§ What you need to do
Output the data exactly, with every line intact.

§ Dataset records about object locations
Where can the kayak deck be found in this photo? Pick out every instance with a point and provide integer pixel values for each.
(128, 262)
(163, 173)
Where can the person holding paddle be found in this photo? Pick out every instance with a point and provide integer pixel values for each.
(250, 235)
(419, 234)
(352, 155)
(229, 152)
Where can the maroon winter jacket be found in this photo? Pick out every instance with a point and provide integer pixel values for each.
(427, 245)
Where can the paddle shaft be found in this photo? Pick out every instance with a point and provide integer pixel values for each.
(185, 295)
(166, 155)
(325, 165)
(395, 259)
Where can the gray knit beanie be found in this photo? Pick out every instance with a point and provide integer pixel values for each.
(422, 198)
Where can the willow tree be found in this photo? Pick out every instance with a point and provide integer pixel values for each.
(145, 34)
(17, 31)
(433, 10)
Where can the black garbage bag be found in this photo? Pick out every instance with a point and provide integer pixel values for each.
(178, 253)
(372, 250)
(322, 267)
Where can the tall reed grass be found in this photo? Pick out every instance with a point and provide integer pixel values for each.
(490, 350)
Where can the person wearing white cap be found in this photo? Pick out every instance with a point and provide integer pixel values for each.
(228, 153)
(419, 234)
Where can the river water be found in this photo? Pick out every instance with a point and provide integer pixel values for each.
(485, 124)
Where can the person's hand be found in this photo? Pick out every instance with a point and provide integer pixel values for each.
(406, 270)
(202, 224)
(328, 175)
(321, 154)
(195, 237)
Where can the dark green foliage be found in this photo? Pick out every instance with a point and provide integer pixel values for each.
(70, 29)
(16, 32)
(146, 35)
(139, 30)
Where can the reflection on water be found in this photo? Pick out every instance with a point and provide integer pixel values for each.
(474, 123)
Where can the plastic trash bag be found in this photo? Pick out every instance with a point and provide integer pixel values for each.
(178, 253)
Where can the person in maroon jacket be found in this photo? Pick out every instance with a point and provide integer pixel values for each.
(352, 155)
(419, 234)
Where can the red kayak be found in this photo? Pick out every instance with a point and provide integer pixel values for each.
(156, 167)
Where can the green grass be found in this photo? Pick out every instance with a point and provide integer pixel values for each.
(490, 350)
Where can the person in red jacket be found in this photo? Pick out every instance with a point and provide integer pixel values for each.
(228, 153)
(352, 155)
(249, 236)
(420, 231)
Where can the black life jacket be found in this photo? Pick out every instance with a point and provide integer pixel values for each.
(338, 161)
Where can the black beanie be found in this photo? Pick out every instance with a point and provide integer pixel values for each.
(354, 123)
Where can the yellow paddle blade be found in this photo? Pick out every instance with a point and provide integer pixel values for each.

§ The answer
Where can the kayak deck be found in this photo? Pick out every instance with a point and provide integer pixel values for each.
(128, 262)
(163, 173)
Where can the person holding paddle be found in this photo? Pick out every instance with a point and provide integer pixel values for each.
(250, 235)
(419, 234)
(352, 155)
(229, 152)
Where can the maroon winter jacket be found in this photo? Pick out every instance with a point and provide integer pixel values for each.
(427, 245)
Where can the paddle shaft be found in this photo? Pick out every instance with a point and provide integer pixel values for each.
(185, 295)
(166, 155)
(325, 165)
(395, 259)
Where can the gray knit beanie be found in this photo? Pick out every instance with a point and provide integer pixel values for each.
(422, 198)
Where can the willow tree be found in this photo? Pick out every instance with a point and provide integer pixel values for each.
(145, 34)
(17, 31)
(433, 10)
Where can the black garbage bag be found in this photo? Pick out every instance with a point and provide integer pixel values for each.
(178, 253)
(372, 250)
(322, 267)
Where can the tall reed grass be found in this photo? Pick out every instance with a point and provide integer pixel values for each.
(490, 350)
Where can the person wearing white cap be found in this photo? Pick out every instance with a point and provide integer pixel values for each.
(228, 153)
(419, 234)
Where can the river water be found in this photo? Pick out every instance with a point and provide integer pixel values for each.
(485, 124)
Where can the person's hand be found in this photo? Pick out every instance with a point and provide integer pixel values for each.
(406, 270)
(202, 224)
(328, 175)
(321, 154)
(195, 237)
Where can the dark green foliage be found in this photo? Pick out every instance with a point and provide integer pixel values for each.
(70, 29)
(16, 32)
(146, 35)
(139, 30)
Where can the reflection on water be found in this photo? Pick out every instance with a point and provide integer pixel values for each.
(474, 123)
Where can the plastic trash bag be found in this photo? Pick out every instance with a point and provide integer pixel values for each.
(178, 253)
Where can the person in maroon jacket be found in this photo? Pick out every instance with a point and provide integer pixel values for each.
(352, 155)
(419, 234)
Where can the red kayak be found in this photo? Pick out every instance with a point and provide integer pixel values for each.
(156, 167)
Where can the green grass be found in this photo? Pick out every instance with a point and provide integer pixel values for each.
(490, 350)
Where can the person in red jacket be found in this photo? Pick out every instance with a point and provide integer pixel values for each.
(228, 153)
(352, 155)
(249, 236)
(420, 231)
Where can the black life jacket be found in this photo? Pick out every instance with a point and provide integer pixel values for each.
(338, 161)
Where can the black beanie be found in this photo? Pick out every instance with a point and provide integer pixel values for each.
(354, 123)
Where can the yellow paddle blade be found in this photo? Pick out every instance with a point and provide integer pixel values for each.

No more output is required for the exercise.